## Task requirements
Print every one of the rows below verbatim, leaving out the pictures.

========================

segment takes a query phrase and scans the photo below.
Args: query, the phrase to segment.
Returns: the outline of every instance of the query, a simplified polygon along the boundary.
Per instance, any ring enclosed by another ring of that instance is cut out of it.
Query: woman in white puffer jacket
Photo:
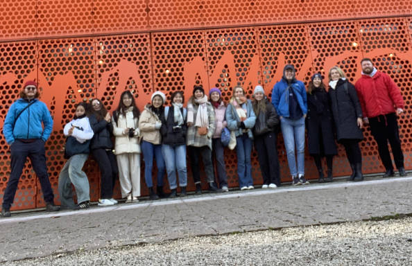
[[[138,202],[140,196],[139,114],[132,93],[123,91],[112,123],[121,197],[126,198],[126,203]]]

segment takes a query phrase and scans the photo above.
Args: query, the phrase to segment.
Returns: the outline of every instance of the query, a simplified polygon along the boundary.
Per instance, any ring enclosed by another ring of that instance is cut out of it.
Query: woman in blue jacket
[[[237,155],[237,175],[241,190],[253,189],[252,178],[252,141],[251,129],[255,126],[256,116],[250,100],[246,98],[245,91],[241,86],[233,88],[233,95],[226,108],[228,128],[236,134],[236,153]]]
[[[272,90],[272,104],[280,117],[280,127],[286,150],[293,185],[309,184],[304,178],[304,118],[307,112],[306,89],[297,80],[295,67],[286,64],[282,80]],[[298,168],[295,159],[297,150]]]

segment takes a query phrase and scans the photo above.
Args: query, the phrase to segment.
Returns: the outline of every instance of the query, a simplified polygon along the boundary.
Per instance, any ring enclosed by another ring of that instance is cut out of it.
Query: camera
[[[135,136],[135,129],[129,127],[129,138],[132,138],[133,136]]]

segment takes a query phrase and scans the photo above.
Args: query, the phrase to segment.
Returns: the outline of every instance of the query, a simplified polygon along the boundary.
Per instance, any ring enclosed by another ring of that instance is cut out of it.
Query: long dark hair
[[[100,103],[101,107],[99,111],[96,111],[94,108],[93,108],[92,103],[94,100],[97,100],[98,103]],[[106,116],[106,114],[108,114],[108,109],[105,107],[102,101],[98,100],[97,98],[95,98],[90,101],[90,105],[92,105],[92,107],[89,109],[89,116],[94,114],[96,116],[96,118],[98,121],[103,120],[105,118],[105,116]]]
[[[140,110],[139,110],[139,108],[136,105],[135,97],[133,97],[133,95],[132,94],[130,91],[124,91],[120,95],[120,100],[119,102],[119,105],[117,106],[117,108],[116,108],[116,110],[114,110],[114,112],[113,112],[113,118],[114,118],[116,123],[117,123],[117,122],[119,121],[119,116],[120,114],[123,114],[123,116],[125,116],[126,109],[128,108],[126,107],[126,105],[123,103],[123,97],[125,95],[127,95],[128,96],[132,98],[132,107],[133,107],[133,111],[132,112],[133,112],[133,118],[139,118],[139,116],[140,115]]]
[[[316,87],[315,85],[314,85],[314,82],[311,80],[309,82],[309,85],[307,86],[307,93],[311,94],[312,92],[314,92],[316,90],[319,90],[320,91],[326,91],[326,89],[325,89],[325,85],[323,85],[323,82],[320,82],[320,85],[319,85],[318,87]]]

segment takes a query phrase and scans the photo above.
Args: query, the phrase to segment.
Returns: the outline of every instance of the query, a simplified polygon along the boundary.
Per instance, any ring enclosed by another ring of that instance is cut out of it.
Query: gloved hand
[[[155,124],[155,129],[160,130],[162,127],[162,122],[156,122]]]

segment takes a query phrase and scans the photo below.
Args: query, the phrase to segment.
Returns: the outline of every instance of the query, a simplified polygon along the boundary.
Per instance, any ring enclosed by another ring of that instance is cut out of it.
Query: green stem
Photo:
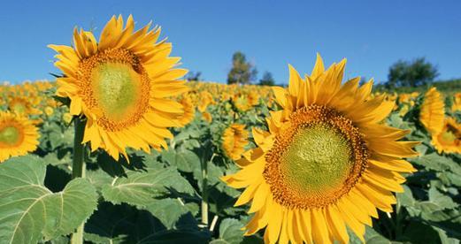
[[[75,134],[73,138],[73,157],[72,162],[72,178],[85,178],[85,145],[81,143],[83,141],[83,133],[85,133],[86,120],[76,117],[73,126],[75,127]],[[72,234],[72,244],[83,243],[83,228],[85,223],[82,223]]]
[[[200,162],[202,167],[202,223],[208,225],[208,164]]]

========================

## Answer to this exercise
segment takes a query phrase and scans the photo below.
Args: query, the phrase to segment.
Returns: the outline of every instance of the query, a simplified polygon along the boundary.
Per instance, any ring enclosed by another ring of that instance is cut out of it.
Query: woman in white puffer jacket
Photo:
[[[138,202],[140,196],[139,114],[132,93],[123,91],[112,123],[121,197],[126,198],[126,203]]]

segment takes a query phrase and scans the photo above.
Args: query, the phrase to segment.
Returns: the outline of every instance of the query, a simplified polygon along the boundary.
Per instance, any ring enclosed by another ring of that instance is cut out of it.
Query: woman in blue jacket
[[[237,155],[237,175],[241,190],[253,189],[252,178],[252,141],[251,129],[255,126],[256,116],[250,100],[246,98],[245,91],[241,86],[233,88],[233,95],[226,108],[228,128],[236,134],[236,153]]]
[[[272,90],[272,104],[280,117],[280,127],[286,150],[293,185],[309,184],[304,178],[304,118],[307,112],[306,89],[297,80],[295,67],[286,64],[282,80]],[[298,168],[295,159],[297,150]]]

segment takes a query phrase and scans the photo above.
Args: query, the phrase to segment.
Returns: the outline of every instance of the query, a simplified polygon along the boundary.
Per instance, any ring enclosed by another ring of that instance is cut out of it.
Query: camera
[[[135,136],[135,129],[129,127],[129,138],[132,138],[133,136]]]

segment takes a query phrase and scans the photo above.
Args: query, the phrase to segment.
Returns: the outline of every instance of the query, a simplified polygon along the boundary.
Per instance, any ring enclosed by another ring of that instance is cut out of it.
Query: long dark hair
[[[100,103],[101,107],[99,111],[96,111],[94,108],[93,108],[92,103],[94,100],[97,100],[98,103]],[[106,116],[106,114],[108,114],[108,109],[105,107],[102,101],[98,100],[97,98],[95,98],[90,101],[90,105],[92,105],[92,107],[89,109],[89,116],[94,114],[96,116],[96,118],[98,121],[103,120],[105,118],[105,116]]]
[[[140,110],[139,110],[139,108],[136,105],[135,97],[133,97],[133,95],[132,94],[130,91],[124,91],[120,95],[120,100],[119,102],[119,105],[117,106],[117,108],[116,108],[116,110],[114,110],[114,112],[113,112],[113,118],[114,118],[116,123],[117,123],[117,122],[119,121],[119,116],[120,114],[123,114],[123,116],[125,116],[126,109],[128,108],[126,107],[126,105],[123,103],[123,97],[125,95],[127,95],[128,96],[132,98],[132,107],[133,107],[133,111],[132,112],[133,112],[133,118],[139,118],[139,116],[140,115]]]
[[[316,87],[315,85],[314,85],[314,82],[311,80],[309,82],[309,85],[307,86],[307,93],[311,94],[312,92],[314,92],[316,90],[319,90],[320,91],[326,91],[326,89],[325,89],[325,85],[323,85],[323,82],[320,82],[320,85],[319,85],[318,87]]]

segment takes a query phrase and scans the photo above.
Args: query, the phrase to segment.
Returns: the outline of every instance of the query, a simplified polygon along the boundary.
Per instance, any ring enclosed by another ring of that instance is cut out of it.
Query: gloved hand
[[[155,124],[155,129],[160,130],[162,127],[162,122],[156,122]]]

segment takes a query phrase and scans the photo below.
Args: query, the phrase to segment.
Returns: the outline of every instance of the query, a simplified polygon along the boundary.
Per instance, any ring enclosed by another ring of that instance is cut out of it.
Query: green stem
Photo:
[[[75,134],[73,138],[73,157],[72,162],[72,178],[85,178],[85,145],[81,143],[83,141],[83,133],[85,133],[86,120],[76,117],[73,126],[75,127]],[[72,234],[72,244],[83,243],[83,228],[85,223],[82,223]]]
[[[200,162],[202,167],[202,223],[208,225],[208,164]]]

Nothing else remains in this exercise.